- **Exercise goal**
Extend the forum thread about changing the waxes used on a BMW, picking up after its final quoted post.

- **Text provided**
# Thinking of a change



## littlejack (Jun 11, 2008)

Hi guys as the title suggests im thinkin of changing the waxes i use on my bmw. I've currently been using autoglym SRP and the Extra gloss protection and megs NXT 2.0 with what i think have been some good results. So any suggestions on what too use im looking at the dodo juice range unless thats wrong way to go. thanks:thumb:
Steve


----------



## mattjonescardiff (Dec 12, 2006)

In what order have you been using those three? 

Regardless I would definitely switch to lp followed by a pure carnauba wax.


----------



## PETER @ ECLIPSE (Apr 19, 2006)

duragloss ccp , great sealant /polish ,easy on and off and in any condition ,sun or cold , followed by your choice really what colour is your car?


----------



## littlejack (Jun 11, 2008)

mattjonescardiff said:


> In what order have you been using those three?
> 
> Regardless I would definitely switch to lp followed by a pure carnauba wax.


I've been using srp first then followed the extra gloss. But recently i stop using the EGP and started the Megs NXT 2.0..


----------



## littlejack (Jun 11, 2008)

PETER @ ECLIPSE said:


> duragloss ccp , great sealant /polish ,easy on and off and in any condition ,sun or cold , followed by your choice really what colour is your car?


Its light green bmw


----------



## PETER @ ECLIPSE (Apr 19, 2006)

ah ok nice car and colour , dodo rainforrest rub , or supernatural ,first things that springs to mind having seen the colour , as you mentioned dodo .


----------



## mattjonescardiff (Dec 12, 2006)

littlejack said:


> I've been using srp first then followed the extra gloss. But recently i stop using the EGP and started the Megs NXT 2.0..

- **Data rows**
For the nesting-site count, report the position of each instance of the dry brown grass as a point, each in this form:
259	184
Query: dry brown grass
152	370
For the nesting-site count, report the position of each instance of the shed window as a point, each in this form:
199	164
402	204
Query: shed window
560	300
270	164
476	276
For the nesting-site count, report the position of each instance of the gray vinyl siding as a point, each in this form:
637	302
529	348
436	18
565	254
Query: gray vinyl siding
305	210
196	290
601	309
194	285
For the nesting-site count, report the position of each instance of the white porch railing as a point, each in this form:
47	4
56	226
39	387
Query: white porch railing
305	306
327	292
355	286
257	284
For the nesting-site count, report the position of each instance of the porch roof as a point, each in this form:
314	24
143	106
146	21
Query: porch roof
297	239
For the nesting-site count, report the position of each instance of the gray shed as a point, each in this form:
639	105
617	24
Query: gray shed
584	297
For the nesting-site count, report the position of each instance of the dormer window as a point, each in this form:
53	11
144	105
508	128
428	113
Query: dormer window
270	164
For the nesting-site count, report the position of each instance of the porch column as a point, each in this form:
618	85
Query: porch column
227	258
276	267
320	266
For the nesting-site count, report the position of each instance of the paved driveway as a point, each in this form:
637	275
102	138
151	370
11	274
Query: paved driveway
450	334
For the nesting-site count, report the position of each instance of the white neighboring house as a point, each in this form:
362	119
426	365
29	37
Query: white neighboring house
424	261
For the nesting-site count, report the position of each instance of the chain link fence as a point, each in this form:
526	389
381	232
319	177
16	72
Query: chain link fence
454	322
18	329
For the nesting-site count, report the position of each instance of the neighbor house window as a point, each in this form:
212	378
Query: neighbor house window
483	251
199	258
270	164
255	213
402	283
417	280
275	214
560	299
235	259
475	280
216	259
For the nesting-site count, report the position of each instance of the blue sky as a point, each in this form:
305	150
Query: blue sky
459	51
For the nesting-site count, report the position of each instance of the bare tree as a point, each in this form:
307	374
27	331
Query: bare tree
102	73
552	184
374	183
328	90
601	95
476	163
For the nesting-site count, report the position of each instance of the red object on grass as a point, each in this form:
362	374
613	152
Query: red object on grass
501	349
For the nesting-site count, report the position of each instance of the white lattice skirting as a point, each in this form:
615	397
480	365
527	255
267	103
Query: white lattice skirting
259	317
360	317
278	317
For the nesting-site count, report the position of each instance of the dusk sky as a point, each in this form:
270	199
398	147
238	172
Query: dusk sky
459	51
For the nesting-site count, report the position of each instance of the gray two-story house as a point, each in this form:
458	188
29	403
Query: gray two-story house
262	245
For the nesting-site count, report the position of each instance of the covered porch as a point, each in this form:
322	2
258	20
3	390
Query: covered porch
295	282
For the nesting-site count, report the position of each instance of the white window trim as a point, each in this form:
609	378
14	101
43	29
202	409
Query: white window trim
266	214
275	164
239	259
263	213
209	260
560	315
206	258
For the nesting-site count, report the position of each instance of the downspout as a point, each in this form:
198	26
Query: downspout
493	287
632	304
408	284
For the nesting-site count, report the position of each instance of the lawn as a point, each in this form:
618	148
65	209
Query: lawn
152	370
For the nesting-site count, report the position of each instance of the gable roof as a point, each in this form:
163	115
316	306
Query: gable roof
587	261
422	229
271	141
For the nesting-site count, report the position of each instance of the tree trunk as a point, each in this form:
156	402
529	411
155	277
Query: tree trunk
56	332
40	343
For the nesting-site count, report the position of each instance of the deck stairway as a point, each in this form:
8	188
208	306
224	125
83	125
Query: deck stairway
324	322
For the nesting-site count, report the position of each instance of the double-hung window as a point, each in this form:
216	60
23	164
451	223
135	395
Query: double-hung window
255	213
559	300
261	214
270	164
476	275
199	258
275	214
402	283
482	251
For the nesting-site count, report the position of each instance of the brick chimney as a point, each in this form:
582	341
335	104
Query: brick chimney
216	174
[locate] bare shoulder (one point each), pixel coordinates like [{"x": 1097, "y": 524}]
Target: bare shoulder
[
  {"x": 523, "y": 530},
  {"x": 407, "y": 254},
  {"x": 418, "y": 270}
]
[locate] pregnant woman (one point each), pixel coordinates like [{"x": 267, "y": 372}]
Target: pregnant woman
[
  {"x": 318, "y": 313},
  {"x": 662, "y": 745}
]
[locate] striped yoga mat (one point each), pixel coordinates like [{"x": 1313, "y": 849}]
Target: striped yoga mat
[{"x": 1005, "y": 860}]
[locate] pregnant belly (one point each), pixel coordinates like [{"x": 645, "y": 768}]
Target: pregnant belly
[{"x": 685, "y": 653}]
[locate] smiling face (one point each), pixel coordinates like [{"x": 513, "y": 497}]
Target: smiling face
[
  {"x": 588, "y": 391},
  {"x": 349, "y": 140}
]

- **Final result**
The chemical cleaners in the nxt will remove the SRP so they don't sit well together. (NXT isn't really a 'wax', it's an all-in-one product similar to SRP).

I'd definitely switch to Lime Prime as your cleanser/polish/glaze, then personally on your car I would either use Victoria Concours wax or Collinite 915. The Vics is a soft wax that won't be as durable but gives a lovely wet look, the Collinite is a more durable hard wax, which is useful if you don't want to re-apply as often.


----------



## littlejack (Jun 11, 2008)

Thats what im after more of a wet look to my finish and i dont mind re-applying every two weeks or so only other is it will all be done by hand if that makes any difference


----------



## mattjonescardiff (Dec 12, 2006)

By hand is fine. I'd go for LP and then vics. If you reapply the vics regularly it will layer up and look wetter and wetter. You'll definitely see a difference. 

Only re-use lp when you want to strip the wax and start again, maybe say every six months. 

You can apply the vics by hand too. Literally.


----------



## Ti22 (Mar 24, 2009)

Hi Buddy, having seen the car at the meet I'd say you'll want to keep polishing with something that has a lot of fillers in like SRP. A Dodo or other wax like Vics willl greatly increase the look and longevity of the finish you're currently getting with EGP though. I have some Lime prime, Dodo and Vics waxes here if you want to come and try some and see what works for you? 

James.


----------



## littlejack (Jun 11, 2008)

think i'l pop down on the weekend and have look and a chat if you're about thanks james 
steve


----------



## littlejack (Jun 11, 2008)

I've decided on goin down the dodo road gettin a sample kit of the lime+light to try first is this right one for the colour. Or am i totaly off the mark which is not unusal for me :lol:


----------



## PETER @ ECLIPSE (Apr 19, 2006)

ok for your prep , but what wax are you going for ?


----------



## littlejack (Jun 11, 2008)

Not sure there is samples of wax in the kit


----------



## PETER @ ECLIPSE (Apr 19, 2006)

ah ok , see what arrives and give them a go .


----------



## littlejack (Jun 11, 2008)

Once again thanks for all your help


----------



## Clb Ltd (Apr 24, 2007)

you wont go wrong with DODO :thumb:


----------



## littlejack (Jun 11, 2008)

Will get some pics up when ive used the dodo


----------



## big ben (Aug 25, 2009)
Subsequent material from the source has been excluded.